Start of Extract
Ka: Dar Oakley in the Ruin of Ymr, by John Crowley – Book Review by Fred Patten
by Pup Matthias
Submitted by Fred Patten, Furry’s favorite historian and reviewer.
Ka: Dar Oakley in the Ruin of Ymr, by John Crowley. Illustrated by Melody Newcomb.
NYC, Saga Press, October 2017, hardcover $28.99 ([4 +] 442 [+2] pages), trade paperback $16.99, Kindle $7.99.
This is the story of Dar Oakley, “the first Crow in all of history with a name of his own” (blurb). It is told by a nameless human narrator in the time of death, when both humans and Crows are all dying. The narrator’s wife Debra has just died, and he is sick, delirious, and alone in his country house. He finds a sick, obviously dying Crow in his back yard:
“I approached it warily – those bills are sharp – and heard from several directions the calling of other Crows, so close I thought I ought to be able to see them, though I couldn’t. The sick one made no attempt to get away, and didn’t even watch me come closer. Or so I thought then. It would take me a long time to understand that Crows, courting or walking a field together, never turning heir heads to observe one another, aren’t indifferent to or unconscious of their neighbors. No. A Crow’s eyes are set far apart, far enough apart that he can best see very close things out of only one eye. Crows beside one another are, in their way, face-to-face.” (p. 4)
End of Extract
Short task →
Answer from the review:
1. Who illustrated the book?
2. What was the narrator's wife's name?
3. Where does the narrator find the dying Crow?
Start of Data excerpts
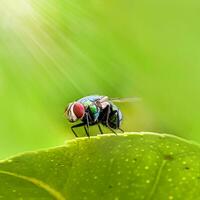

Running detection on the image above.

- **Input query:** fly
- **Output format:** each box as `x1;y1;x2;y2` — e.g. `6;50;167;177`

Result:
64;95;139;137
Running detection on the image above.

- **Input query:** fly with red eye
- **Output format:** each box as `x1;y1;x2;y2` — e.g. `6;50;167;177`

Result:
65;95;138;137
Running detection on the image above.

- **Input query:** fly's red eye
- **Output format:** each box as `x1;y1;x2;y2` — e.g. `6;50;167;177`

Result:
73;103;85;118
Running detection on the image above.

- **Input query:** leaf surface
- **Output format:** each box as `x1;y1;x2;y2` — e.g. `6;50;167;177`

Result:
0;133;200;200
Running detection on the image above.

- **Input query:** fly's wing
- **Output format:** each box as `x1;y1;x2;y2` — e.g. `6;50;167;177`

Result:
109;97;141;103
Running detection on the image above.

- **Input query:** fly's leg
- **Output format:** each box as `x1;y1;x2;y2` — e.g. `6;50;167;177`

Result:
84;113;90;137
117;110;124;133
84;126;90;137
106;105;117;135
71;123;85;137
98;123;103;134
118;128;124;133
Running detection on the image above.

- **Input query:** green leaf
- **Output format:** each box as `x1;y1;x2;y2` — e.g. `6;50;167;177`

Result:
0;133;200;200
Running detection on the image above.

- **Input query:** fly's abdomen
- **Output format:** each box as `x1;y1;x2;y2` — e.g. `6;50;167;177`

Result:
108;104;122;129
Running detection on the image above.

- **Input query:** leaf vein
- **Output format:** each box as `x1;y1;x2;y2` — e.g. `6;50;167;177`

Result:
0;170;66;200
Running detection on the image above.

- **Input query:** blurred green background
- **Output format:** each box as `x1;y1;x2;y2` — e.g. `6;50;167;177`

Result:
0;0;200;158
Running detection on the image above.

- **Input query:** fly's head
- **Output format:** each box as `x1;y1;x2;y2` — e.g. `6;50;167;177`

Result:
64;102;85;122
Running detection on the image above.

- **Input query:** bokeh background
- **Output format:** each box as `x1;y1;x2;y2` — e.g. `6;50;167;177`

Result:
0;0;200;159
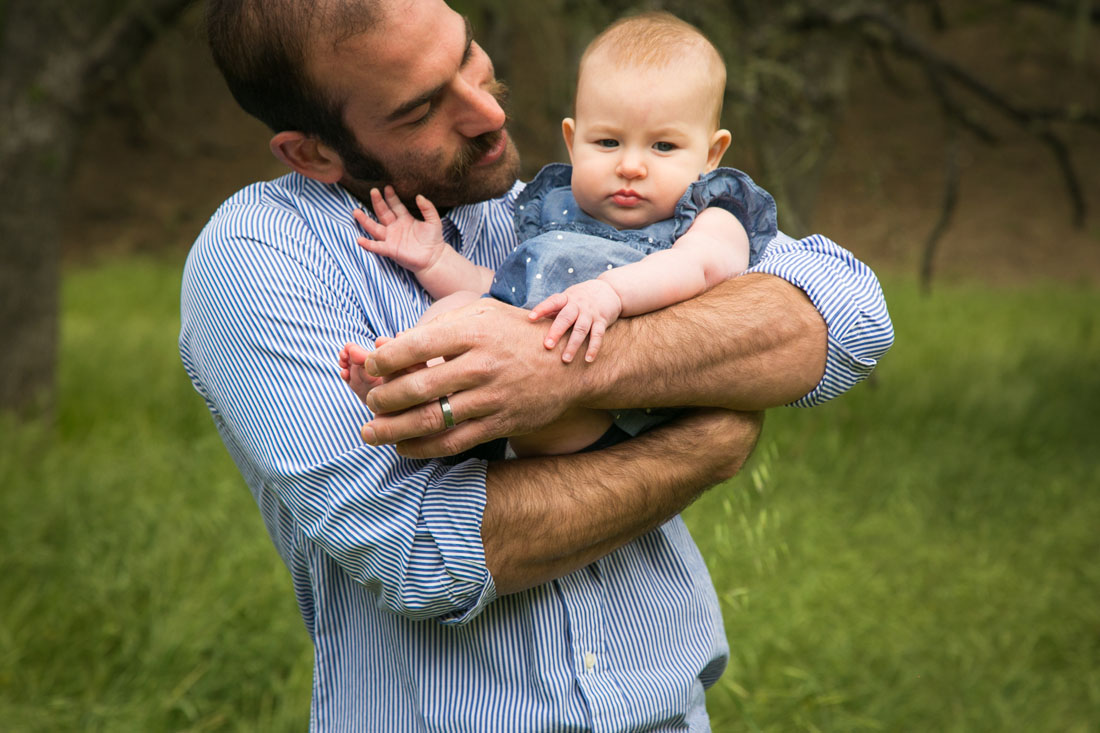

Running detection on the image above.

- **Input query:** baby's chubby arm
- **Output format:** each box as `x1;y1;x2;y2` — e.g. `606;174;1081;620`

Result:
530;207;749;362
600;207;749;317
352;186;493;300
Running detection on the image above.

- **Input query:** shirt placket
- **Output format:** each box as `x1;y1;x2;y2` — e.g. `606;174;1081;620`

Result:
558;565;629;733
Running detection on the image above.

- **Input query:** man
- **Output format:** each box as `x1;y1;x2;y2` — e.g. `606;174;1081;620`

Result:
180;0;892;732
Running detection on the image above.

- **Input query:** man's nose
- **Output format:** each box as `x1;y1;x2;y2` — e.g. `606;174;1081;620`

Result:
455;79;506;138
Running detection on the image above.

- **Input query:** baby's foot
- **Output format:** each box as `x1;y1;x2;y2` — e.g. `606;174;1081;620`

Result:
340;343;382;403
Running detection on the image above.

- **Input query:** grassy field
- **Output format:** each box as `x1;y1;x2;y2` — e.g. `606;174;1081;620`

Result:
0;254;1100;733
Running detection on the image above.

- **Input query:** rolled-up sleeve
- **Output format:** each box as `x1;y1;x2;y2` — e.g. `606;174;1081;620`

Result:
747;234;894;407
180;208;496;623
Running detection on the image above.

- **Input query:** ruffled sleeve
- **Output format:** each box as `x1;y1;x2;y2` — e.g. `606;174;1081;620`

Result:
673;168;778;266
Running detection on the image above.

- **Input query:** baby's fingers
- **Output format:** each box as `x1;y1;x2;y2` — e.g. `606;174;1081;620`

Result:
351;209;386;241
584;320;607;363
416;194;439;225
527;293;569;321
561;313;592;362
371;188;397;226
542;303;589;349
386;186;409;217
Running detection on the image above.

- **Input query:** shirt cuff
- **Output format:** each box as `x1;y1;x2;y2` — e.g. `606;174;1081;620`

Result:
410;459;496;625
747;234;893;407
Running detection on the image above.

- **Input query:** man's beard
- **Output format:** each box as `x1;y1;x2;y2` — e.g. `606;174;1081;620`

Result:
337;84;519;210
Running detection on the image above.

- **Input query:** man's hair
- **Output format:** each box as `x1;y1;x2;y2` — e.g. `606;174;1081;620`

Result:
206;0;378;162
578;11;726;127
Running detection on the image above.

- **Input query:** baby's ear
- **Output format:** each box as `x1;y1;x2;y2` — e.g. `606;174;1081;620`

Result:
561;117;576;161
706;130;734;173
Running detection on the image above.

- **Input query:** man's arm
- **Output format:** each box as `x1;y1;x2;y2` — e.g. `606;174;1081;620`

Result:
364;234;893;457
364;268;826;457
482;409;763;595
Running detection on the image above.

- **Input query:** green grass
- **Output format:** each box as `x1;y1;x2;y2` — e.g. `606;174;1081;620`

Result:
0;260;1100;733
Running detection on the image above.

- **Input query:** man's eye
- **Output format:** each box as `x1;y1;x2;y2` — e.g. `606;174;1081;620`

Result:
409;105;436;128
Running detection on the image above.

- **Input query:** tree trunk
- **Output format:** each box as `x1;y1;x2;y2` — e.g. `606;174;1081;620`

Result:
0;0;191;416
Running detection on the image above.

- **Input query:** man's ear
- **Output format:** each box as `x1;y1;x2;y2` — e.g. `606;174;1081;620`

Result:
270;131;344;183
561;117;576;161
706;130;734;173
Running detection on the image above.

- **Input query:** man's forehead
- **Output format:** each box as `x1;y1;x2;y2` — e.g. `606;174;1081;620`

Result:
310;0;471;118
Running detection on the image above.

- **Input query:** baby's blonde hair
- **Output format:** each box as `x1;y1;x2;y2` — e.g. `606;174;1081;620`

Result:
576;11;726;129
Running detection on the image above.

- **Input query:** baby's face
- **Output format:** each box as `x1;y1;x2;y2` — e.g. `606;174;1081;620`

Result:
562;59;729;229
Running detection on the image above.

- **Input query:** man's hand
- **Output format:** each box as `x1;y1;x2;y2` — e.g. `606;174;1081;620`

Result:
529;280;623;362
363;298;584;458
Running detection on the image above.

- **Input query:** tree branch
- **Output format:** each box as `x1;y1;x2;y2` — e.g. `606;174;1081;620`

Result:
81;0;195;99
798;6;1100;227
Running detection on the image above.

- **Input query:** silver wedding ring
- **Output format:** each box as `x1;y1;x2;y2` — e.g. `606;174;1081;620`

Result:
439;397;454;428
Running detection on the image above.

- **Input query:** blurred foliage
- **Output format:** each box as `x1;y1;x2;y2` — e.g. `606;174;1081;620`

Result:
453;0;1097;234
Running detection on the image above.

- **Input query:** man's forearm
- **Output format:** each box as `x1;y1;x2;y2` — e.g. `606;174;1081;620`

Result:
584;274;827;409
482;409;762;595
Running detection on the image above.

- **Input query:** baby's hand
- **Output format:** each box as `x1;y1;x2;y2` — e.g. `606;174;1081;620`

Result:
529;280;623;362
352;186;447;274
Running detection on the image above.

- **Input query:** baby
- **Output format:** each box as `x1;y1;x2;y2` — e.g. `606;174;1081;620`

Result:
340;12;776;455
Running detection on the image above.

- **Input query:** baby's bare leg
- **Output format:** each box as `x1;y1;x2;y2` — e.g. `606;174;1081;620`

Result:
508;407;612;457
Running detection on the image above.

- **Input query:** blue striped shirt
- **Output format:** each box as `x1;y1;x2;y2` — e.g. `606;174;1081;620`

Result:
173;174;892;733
End of Data excerpts
Task solution →
1. Melody Newcomb
2. Debra
3. In the back yard